WHAT NEEDS TO BE DONE:
In the records below, reproduce word for word every line starting at the one containing "In this exercise you will indicate the airplane" and ending at the one containing "x=30, y=448", with both of those lines included.

# start of STORED RECORDS

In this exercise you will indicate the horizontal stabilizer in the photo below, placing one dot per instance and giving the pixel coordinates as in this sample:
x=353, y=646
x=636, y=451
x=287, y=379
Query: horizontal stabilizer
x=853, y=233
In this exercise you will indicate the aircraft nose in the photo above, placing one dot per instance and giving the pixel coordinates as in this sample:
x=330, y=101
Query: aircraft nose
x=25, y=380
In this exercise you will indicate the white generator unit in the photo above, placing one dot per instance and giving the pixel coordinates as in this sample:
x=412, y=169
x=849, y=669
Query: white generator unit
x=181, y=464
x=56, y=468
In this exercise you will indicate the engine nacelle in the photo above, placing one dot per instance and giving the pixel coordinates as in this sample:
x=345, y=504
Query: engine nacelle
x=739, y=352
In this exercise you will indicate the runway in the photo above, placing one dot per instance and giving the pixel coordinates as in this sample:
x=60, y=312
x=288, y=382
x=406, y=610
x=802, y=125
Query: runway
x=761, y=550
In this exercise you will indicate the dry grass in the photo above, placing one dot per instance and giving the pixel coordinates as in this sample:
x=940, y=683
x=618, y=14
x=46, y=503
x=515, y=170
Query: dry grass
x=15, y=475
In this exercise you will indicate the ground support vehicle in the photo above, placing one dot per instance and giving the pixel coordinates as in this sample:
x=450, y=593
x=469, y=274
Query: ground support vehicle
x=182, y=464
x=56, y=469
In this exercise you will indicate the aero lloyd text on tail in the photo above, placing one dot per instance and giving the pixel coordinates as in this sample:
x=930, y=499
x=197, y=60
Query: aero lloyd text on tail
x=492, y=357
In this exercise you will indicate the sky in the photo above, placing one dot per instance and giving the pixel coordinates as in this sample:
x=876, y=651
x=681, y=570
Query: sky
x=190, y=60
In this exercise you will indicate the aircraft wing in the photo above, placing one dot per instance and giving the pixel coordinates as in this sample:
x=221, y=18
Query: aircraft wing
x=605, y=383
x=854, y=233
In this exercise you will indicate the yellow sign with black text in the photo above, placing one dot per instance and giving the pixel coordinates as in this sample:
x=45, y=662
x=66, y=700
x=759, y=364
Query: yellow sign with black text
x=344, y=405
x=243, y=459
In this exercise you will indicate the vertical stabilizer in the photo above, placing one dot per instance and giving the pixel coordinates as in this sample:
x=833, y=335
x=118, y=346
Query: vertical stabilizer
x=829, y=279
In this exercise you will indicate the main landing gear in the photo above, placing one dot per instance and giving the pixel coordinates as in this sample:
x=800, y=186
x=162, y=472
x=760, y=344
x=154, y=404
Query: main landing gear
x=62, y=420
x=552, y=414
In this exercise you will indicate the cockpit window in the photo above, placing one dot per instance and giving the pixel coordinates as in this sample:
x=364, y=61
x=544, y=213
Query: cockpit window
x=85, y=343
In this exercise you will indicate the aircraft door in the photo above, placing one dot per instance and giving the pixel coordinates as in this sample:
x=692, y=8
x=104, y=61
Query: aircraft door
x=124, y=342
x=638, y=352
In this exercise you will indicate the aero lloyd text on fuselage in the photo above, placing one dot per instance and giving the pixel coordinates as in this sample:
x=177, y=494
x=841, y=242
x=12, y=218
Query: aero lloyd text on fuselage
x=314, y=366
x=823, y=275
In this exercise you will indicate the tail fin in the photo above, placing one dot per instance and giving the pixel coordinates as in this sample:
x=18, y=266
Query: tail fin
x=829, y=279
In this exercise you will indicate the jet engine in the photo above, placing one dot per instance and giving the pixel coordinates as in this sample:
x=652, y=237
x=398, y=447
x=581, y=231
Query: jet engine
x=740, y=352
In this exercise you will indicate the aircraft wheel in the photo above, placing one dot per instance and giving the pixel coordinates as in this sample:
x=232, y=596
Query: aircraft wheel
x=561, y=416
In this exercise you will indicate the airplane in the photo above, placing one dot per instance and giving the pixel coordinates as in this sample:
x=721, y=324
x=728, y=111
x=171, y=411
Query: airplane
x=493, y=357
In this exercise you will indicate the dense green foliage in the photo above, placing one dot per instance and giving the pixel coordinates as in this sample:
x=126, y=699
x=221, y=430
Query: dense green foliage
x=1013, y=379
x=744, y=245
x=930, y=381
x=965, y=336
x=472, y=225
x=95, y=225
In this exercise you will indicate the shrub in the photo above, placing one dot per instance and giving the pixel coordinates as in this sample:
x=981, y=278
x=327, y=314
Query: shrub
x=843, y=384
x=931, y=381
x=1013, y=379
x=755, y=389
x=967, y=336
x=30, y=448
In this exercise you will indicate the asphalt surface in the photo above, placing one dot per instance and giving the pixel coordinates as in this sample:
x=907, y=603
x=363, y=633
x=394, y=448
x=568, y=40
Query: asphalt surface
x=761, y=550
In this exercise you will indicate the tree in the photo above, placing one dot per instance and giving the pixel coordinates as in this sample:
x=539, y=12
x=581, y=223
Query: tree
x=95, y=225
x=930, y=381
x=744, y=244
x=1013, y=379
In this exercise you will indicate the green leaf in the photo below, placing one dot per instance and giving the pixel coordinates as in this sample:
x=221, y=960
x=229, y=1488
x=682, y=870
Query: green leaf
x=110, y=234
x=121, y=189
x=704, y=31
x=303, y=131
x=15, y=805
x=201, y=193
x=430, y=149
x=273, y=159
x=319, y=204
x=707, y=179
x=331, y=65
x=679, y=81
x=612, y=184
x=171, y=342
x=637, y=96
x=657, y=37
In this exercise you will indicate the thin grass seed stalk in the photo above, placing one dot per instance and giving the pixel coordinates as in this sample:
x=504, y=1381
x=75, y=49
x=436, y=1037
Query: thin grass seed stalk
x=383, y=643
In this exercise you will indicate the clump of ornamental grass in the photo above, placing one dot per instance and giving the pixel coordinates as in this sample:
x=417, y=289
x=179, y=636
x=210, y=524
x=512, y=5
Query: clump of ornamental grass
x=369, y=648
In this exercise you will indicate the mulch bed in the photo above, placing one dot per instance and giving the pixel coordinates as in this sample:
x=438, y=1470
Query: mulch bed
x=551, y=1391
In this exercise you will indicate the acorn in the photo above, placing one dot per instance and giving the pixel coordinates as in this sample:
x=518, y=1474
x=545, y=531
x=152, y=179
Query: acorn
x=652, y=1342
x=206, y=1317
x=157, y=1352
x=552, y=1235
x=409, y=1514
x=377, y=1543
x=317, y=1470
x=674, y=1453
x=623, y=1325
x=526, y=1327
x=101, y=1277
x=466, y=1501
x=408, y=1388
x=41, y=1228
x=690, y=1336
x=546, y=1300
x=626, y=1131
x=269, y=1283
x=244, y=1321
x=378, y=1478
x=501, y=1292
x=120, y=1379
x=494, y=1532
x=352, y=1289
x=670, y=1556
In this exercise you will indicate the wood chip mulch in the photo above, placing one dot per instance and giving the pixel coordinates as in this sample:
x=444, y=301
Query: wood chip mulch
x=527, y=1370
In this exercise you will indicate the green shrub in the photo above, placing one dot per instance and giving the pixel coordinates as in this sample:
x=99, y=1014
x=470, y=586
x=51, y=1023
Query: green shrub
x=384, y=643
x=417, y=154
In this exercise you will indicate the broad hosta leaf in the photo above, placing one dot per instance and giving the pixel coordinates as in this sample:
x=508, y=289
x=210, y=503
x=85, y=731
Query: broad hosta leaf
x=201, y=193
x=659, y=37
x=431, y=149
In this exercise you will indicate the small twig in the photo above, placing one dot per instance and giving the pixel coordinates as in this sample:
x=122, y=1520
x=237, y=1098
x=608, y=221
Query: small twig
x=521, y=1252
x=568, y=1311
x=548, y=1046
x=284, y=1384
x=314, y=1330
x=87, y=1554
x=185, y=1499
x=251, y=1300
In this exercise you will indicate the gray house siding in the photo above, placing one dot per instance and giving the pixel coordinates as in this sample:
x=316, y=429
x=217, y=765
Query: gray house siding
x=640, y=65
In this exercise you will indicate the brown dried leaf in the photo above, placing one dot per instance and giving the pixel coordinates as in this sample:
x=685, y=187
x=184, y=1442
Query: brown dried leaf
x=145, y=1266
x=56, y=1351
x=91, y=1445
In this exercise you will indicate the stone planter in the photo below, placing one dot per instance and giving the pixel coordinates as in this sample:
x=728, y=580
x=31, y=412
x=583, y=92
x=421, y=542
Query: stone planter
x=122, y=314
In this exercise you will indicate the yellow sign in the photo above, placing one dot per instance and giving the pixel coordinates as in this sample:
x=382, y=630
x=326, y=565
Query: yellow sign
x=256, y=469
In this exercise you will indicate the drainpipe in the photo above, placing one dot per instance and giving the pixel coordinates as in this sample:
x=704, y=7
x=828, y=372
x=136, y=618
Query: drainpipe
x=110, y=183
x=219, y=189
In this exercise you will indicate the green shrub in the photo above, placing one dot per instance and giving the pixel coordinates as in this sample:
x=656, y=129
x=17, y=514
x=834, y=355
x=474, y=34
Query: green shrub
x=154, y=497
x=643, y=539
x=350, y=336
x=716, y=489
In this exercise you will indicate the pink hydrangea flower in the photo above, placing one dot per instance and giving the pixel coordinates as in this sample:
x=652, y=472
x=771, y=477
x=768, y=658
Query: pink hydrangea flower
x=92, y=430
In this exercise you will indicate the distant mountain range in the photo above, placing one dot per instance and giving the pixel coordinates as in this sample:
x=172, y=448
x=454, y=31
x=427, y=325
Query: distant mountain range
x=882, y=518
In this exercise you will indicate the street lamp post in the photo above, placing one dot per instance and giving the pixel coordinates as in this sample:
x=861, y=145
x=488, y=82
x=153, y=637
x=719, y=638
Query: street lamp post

# end of STORED RECORDS

ANSWER:
In this exercise you will indicate the airplane in the photo above, placing one dot per instance and giving the pixel coordinates as in this sample:
x=721, y=324
x=728, y=111
x=171, y=411
Query: airplane
x=493, y=357
In this exercise you will indicate the dense green foliage in the photo above, placing one dot per instance and giving the pixel coordinates as in this sample:
x=126, y=699
x=221, y=430
Query: dense green foliage
x=1013, y=379
x=744, y=245
x=930, y=381
x=965, y=336
x=472, y=225
x=95, y=225
In this exercise you will indicate the shrub in the photo above, placing one dot per instance and giving the pixel coordinates as in this sample:
x=981, y=278
x=327, y=314
Query: shrub
x=843, y=384
x=931, y=381
x=1013, y=379
x=755, y=389
x=967, y=336
x=30, y=448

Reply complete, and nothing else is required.